- _TASK GOAL_
Find every line in the entries below that contains the string "light", matching case exactly, and copy each such line out in full.

-- START OF SUPPLIED RECORDS --

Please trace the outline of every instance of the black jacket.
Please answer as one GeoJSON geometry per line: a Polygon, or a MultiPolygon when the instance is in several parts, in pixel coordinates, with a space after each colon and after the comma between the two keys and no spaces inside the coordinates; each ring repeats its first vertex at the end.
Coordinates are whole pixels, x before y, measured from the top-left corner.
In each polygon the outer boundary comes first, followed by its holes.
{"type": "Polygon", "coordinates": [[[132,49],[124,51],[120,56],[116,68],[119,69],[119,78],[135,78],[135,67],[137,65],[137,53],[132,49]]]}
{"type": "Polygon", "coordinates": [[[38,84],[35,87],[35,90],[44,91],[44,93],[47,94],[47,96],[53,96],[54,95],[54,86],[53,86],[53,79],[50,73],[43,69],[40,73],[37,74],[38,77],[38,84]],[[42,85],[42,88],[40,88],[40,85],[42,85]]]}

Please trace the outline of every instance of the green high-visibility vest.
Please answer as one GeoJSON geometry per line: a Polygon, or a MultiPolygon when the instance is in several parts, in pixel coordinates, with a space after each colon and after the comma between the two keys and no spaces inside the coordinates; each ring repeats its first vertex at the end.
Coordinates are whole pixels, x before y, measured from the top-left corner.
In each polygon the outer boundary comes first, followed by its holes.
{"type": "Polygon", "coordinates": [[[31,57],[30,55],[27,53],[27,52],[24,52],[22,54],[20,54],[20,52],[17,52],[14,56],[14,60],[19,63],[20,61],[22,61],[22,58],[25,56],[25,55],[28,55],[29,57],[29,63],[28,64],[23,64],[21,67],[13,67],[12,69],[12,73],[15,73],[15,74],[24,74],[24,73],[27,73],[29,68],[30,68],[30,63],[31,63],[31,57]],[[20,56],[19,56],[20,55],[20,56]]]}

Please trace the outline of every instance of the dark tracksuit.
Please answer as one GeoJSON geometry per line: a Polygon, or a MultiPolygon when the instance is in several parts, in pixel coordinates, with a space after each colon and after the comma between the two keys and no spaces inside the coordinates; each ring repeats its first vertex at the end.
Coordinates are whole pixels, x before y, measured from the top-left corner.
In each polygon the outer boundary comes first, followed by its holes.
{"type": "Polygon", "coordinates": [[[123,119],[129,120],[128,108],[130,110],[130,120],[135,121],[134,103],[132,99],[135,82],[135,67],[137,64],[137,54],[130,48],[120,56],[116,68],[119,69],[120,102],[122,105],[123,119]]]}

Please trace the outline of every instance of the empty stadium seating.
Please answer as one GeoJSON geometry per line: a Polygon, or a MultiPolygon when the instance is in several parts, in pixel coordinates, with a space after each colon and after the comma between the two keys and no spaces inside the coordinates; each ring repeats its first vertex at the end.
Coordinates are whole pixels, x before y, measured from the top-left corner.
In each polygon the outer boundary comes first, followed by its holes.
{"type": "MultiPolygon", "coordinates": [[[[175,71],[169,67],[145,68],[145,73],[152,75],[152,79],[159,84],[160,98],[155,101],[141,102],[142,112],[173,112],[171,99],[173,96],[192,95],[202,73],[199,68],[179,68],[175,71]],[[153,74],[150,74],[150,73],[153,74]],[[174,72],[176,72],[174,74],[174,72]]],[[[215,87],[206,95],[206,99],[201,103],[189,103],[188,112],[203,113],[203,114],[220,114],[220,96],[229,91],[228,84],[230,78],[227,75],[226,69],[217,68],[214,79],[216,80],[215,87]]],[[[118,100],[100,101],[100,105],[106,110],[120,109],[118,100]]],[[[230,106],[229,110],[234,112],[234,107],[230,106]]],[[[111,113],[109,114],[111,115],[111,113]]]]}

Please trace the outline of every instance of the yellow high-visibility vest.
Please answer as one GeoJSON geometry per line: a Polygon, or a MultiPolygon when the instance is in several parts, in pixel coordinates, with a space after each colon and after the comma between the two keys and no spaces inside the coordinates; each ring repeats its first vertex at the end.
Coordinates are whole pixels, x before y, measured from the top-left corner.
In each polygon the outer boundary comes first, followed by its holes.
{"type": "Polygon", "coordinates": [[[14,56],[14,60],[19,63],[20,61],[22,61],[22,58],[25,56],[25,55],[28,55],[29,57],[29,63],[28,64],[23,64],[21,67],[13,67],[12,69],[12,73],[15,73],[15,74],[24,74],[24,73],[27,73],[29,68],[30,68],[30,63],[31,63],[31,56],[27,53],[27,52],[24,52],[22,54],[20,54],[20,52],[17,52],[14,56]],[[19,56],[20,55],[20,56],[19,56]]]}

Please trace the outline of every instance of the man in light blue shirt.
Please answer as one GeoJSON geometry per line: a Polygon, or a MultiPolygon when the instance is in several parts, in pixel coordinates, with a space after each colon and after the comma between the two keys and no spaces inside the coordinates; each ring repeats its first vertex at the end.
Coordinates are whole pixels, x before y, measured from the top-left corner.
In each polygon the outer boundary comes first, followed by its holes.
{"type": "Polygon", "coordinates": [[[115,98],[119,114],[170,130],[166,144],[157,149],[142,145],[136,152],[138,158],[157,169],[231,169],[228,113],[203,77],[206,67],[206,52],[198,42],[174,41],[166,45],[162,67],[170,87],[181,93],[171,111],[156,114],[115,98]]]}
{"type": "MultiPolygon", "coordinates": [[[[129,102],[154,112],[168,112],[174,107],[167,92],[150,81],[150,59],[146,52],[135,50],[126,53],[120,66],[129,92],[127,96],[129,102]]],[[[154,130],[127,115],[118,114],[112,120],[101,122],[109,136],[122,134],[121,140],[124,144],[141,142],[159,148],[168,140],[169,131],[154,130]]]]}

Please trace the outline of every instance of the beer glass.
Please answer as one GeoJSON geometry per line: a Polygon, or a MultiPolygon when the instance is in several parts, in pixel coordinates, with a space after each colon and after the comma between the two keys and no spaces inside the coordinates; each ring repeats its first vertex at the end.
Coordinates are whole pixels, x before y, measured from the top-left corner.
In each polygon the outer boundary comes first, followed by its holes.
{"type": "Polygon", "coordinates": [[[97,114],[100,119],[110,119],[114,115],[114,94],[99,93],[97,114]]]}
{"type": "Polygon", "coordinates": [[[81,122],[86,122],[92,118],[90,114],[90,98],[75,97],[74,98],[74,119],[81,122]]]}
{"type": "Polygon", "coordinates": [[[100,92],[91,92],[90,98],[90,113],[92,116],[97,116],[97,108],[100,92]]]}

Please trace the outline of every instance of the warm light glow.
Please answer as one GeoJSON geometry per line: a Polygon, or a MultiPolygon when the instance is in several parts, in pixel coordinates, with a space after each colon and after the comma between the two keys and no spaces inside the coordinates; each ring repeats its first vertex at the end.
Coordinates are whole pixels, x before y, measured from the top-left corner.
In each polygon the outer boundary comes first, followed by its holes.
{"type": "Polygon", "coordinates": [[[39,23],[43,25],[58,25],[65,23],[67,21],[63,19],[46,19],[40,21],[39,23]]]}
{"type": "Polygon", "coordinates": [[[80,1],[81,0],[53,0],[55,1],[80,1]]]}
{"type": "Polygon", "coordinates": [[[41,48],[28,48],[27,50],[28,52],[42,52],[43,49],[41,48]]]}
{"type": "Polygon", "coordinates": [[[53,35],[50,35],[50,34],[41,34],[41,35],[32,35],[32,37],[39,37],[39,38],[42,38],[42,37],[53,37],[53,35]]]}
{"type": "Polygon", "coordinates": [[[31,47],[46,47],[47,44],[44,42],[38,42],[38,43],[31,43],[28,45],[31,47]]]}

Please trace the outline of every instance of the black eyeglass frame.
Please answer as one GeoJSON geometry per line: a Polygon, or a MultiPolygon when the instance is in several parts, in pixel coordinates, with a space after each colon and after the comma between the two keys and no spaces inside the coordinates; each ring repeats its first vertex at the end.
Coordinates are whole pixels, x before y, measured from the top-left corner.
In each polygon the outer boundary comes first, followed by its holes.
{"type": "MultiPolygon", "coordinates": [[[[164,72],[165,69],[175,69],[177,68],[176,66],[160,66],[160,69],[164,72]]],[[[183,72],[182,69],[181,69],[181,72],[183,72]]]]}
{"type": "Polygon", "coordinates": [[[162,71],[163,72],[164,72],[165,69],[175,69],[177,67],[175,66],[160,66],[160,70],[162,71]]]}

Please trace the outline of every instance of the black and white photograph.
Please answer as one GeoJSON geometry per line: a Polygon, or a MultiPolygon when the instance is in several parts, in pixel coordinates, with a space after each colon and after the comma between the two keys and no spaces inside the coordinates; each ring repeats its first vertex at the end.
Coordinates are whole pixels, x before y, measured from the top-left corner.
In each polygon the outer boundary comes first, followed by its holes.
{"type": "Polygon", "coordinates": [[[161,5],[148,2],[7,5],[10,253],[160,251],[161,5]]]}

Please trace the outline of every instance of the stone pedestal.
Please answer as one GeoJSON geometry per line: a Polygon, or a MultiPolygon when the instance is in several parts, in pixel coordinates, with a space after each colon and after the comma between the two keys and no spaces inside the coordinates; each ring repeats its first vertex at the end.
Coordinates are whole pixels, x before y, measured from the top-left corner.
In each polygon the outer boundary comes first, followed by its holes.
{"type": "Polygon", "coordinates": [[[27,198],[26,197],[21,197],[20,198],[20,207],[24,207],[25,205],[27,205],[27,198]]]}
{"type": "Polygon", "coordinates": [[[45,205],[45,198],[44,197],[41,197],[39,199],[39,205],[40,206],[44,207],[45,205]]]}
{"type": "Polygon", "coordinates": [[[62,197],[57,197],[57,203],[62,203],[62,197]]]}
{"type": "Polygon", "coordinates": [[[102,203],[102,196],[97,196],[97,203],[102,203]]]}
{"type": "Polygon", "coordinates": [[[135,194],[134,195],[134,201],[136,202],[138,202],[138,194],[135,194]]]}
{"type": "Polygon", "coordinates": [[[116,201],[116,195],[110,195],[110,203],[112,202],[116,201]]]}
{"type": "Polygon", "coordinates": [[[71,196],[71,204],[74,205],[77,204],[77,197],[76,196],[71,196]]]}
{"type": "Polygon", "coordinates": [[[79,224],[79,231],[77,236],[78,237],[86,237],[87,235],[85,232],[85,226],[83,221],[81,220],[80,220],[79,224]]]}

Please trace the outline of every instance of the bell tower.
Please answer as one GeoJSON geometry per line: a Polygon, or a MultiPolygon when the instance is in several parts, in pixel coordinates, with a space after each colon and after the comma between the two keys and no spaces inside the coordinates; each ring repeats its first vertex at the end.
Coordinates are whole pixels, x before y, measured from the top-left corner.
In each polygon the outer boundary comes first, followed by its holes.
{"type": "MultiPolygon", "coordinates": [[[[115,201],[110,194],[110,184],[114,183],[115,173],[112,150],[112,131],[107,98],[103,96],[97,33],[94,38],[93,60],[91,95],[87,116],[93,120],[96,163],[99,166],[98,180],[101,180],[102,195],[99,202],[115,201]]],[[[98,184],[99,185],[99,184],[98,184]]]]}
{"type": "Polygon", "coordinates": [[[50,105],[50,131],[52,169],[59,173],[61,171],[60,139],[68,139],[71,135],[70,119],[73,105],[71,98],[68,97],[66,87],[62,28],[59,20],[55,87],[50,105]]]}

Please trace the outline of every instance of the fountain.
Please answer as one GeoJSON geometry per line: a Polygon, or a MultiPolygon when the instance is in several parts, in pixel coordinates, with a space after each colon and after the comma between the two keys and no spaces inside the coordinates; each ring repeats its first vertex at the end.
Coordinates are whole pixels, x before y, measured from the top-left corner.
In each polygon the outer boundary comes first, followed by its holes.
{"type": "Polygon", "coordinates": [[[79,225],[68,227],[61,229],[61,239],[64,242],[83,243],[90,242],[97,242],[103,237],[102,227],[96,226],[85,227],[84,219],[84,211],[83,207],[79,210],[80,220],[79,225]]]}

-- END OF SUPPLIED RECORDS --
-- START OF SUPPLIED RECORDS --

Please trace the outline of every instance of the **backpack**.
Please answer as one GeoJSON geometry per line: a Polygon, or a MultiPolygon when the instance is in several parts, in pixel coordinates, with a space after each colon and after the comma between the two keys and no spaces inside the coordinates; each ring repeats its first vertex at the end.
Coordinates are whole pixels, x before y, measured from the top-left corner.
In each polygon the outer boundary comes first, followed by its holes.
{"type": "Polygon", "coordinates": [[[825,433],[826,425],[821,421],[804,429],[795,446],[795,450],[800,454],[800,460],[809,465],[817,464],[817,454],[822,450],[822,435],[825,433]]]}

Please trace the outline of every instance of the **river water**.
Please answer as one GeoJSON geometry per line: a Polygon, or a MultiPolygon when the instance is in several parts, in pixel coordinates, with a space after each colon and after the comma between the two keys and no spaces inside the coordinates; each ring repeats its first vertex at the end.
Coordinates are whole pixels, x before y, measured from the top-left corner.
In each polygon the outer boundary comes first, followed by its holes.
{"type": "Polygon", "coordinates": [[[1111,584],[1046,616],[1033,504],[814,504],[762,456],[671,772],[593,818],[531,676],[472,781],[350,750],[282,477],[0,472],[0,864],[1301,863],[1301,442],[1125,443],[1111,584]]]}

-- END OF SUPPLIED RECORDS --

- _REPLY TO THE TASK_
Please trace the outline of every instance of the man in light blue shirt.
Please trace the outline of every instance of the warm light glow.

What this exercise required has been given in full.